### Exercise description
Reproduce the listing below character for character; drop every image.

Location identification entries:
┏━━

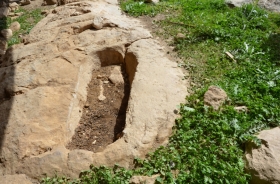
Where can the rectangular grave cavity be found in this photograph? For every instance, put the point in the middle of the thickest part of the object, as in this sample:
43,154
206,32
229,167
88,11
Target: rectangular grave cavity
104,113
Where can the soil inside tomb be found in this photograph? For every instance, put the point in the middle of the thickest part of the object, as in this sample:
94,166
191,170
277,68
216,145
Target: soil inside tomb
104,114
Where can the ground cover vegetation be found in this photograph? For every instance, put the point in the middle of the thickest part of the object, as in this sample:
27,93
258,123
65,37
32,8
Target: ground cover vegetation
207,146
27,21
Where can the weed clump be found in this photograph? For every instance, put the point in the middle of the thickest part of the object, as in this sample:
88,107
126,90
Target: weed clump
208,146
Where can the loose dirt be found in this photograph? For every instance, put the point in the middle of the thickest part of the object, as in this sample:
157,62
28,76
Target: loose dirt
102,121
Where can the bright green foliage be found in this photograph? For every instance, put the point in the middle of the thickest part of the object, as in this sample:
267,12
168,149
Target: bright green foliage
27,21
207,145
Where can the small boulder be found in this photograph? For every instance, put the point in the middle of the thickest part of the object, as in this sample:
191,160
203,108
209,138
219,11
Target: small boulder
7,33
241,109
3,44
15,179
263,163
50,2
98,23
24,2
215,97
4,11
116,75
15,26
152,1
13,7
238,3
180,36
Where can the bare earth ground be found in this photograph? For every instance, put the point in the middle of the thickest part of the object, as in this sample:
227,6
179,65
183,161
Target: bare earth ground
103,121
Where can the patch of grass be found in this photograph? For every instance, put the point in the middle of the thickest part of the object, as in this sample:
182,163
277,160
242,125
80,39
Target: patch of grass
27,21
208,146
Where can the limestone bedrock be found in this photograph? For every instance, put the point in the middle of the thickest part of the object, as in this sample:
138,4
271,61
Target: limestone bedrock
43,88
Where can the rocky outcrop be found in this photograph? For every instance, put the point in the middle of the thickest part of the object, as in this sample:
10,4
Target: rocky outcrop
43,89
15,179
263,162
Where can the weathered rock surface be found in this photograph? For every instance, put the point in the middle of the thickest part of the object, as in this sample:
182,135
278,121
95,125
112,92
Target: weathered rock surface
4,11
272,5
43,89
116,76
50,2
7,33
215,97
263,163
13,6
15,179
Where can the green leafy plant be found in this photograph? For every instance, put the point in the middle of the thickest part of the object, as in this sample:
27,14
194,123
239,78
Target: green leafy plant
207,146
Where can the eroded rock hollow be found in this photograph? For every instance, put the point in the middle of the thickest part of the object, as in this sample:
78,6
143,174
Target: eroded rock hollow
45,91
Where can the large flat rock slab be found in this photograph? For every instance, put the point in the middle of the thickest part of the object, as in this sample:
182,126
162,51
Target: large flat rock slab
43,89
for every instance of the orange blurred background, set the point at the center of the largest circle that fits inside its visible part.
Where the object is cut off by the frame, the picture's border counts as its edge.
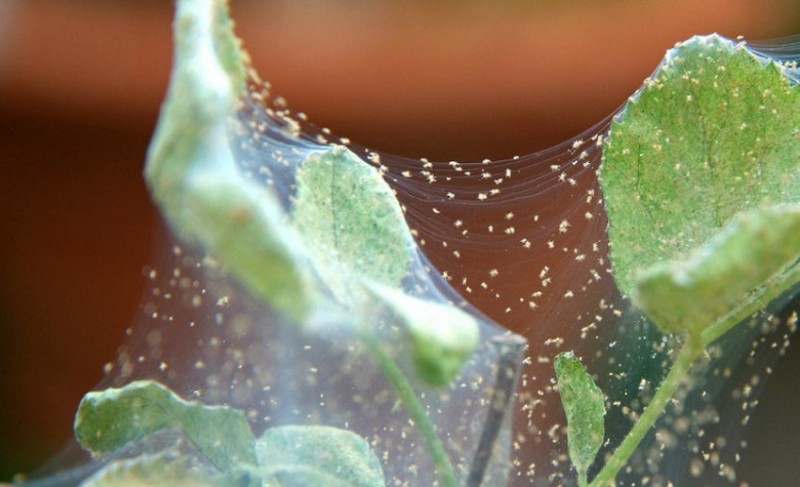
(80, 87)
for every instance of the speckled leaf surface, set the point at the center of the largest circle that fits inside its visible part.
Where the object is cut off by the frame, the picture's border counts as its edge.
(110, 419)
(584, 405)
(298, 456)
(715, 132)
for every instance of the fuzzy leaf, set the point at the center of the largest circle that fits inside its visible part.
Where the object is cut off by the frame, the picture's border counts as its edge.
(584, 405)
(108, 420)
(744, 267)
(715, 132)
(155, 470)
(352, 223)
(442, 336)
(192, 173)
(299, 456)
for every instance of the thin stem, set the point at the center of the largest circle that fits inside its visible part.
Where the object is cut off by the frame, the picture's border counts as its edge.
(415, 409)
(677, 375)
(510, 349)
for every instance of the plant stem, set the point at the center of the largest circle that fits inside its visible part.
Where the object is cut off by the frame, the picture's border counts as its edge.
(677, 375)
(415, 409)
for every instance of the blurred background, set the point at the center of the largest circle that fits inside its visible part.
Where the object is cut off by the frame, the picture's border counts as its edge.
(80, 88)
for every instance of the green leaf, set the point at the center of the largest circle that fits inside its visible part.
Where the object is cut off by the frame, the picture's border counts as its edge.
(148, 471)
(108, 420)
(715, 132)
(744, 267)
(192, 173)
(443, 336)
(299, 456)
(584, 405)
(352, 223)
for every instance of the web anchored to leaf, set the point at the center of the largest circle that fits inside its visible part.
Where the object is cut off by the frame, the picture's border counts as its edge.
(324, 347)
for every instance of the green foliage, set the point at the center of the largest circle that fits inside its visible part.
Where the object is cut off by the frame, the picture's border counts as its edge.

┗━━

### Solution
Where can the rectangular grave cavity be found in this photograph? For every instance, put the point in the middle of the thickest part of the object, as in this sample:
43,154
206,32
229,167
88,11
Target: rectangular grave cavity
104,113
Where can the soil inside tomb be found in this photograph? For every instance, put the point in the middle of the thickest part of the object, as in this sample:
94,166
191,170
277,68
216,145
Target: soil inside tomb
104,114
Where can the ground cover vegetation be found in this photograph? For every instance, put the point in the middle of the thickest part of the object, as in this sample:
27,93
258,123
65,37
32,8
Target: ground cover vegetation
207,146
27,21
Where can the weed clump be found in this photograph? For every instance, put the point in the middle of the thickest part of the object, as in this sample:
88,107
126,90
Target: weed clump
208,146
Where can the loose dirt be found in this photograph? For every instance, put the point in the middle of the thickest part of the object, as in this sample:
157,62
28,76
Target: loose dirt
102,121
Where can the bright green foliage be found in this photograph? For every instance, put the point in the middle of the thickest part of the object, as in this sample:
267,12
168,149
Target: bright green foliage
27,21
207,145
Where can the small boulder be found in this photograph? For every instance, put the point in the middle of the thickest part of the object, as in this sample:
191,160
203,108
209,138
219,11
Target: small boulder
7,33
241,109
3,44
15,179
263,163
50,2
98,23
24,2
215,97
4,11
116,75
15,26
152,1
13,7
238,3
180,36
Where can the bare earth ground be found in this photograph? For every instance, put the point in the middle of the thickest part of the object, as in this sample:
227,6
179,65
183,161
Target: bare earth ground
103,121
Where can the patch of grass be found in this photograph? For every instance, put the point in the middle of the thickest part of the object, as in this sample:
182,163
277,160
242,125
80,39
Target: patch of grass
27,21
208,146
Where can the limestone bedrock be found in this photograph? For every instance, put the point in the middle of the thickest part of the object, as in this sample:
138,4
271,61
Target: limestone bedrock
43,88
Where can the rocky outcrop be found in this photograph? For every instance, put the point in the middle of the thickest part of the object, as in this sample:
10,4
Target: rocky outcrop
43,89
15,179
263,162
Where can the weathered rock surface be found in this photograph? For every instance, put the point in the middle of the thickest part of the object, as in this sample:
182,135
278,121
95,125
112,92
Target: weathered rock surface
4,11
272,5
43,89
116,76
50,2
7,33
215,97
263,163
13,6
15,179
Where can the green leafy plant be found in this photograph? For every instance, put the point in the middle of the thickest part of the object, as in this sample:
27,14
194,123
239,78
Target: green leafy plant
207,146
Where can the eroded rock hollow be found in this photograph? For every instance, put the point in the middle of the thickest part of the object, as in this sample:
78,6
143,174
Target: eroded rock hollow
45,91
Where can the large flat rock slab be found in this photograph? For every instance, put the point in the middle of the thickest part of the object, as in this sample:
182,126
162,51
Target: large flat rock slab
43,89
for every instance of the orange blurred background, set the point at the center of the largest circle that fits inside its visible part.
Where the object is cut off by the frame, the picture's border counts as its edge.
(80, 87)
for every instance of the speckled leaf surface, set the point at the center of the largest circle that fits inside its visible part.
Where the object is cut off by the frame, the picture's border counts as its edge.
(110, 419)
(584, 405)
(298, 456)
(715, 132)
for every instance of the fuzzy leaf, set the point at the center of the largest circle that fits inside its visible part.
Where the object is cut off by the frame, the picture's border counts as its edge.
(584, 405)
(108, 420)
(744, 267)
(715, 132)
(155, 470)
(352, 223)
(442, 336)
(192, 173)
(299, 456)
for every instance of the thin stem, set the point at the center of the largest circle that fits inside its visible part.
Where the object is cut off by the frame, the picture's border counts as its edge.
(415, 409)
(677, 375)
(510, 349)
for every instance of the plant stem, set the point at the center of the largest circle that fits inside its visible part.
Where the object is cut off by the frame, the picture's border counts as its edge.
(677, 375)
(415, 409)
for every instance of the blurred background, set the point at the center of the largest circle that fits inside its visible part.
Where the object is cut off by the frame, the picture's border counts as its edge.
(80, 88)
for every instance of the green leaf, set the point at the center of the largest circle that fits inside its visible part.
Where the object is cut off by the frame, the picture's border counts as its edge.
(148, 471)
(108, 420)
(715, 132)
(744, 267)
(192, 173)
(443, 336)
(299, 456)
(584, 405)
(352, 223)
for every instance of the web anchored to leaf, set the point at the center of the largest circle that fits inside its visible part.
Where the object is cut off by the frame, the picture's border counts as its edge.
(324, 347)
for every instance of the green foliage, set the point at the center of the largest circle that fits inside its visible part.
Where the object is cut off by the frame, the picture's border counts as its edge.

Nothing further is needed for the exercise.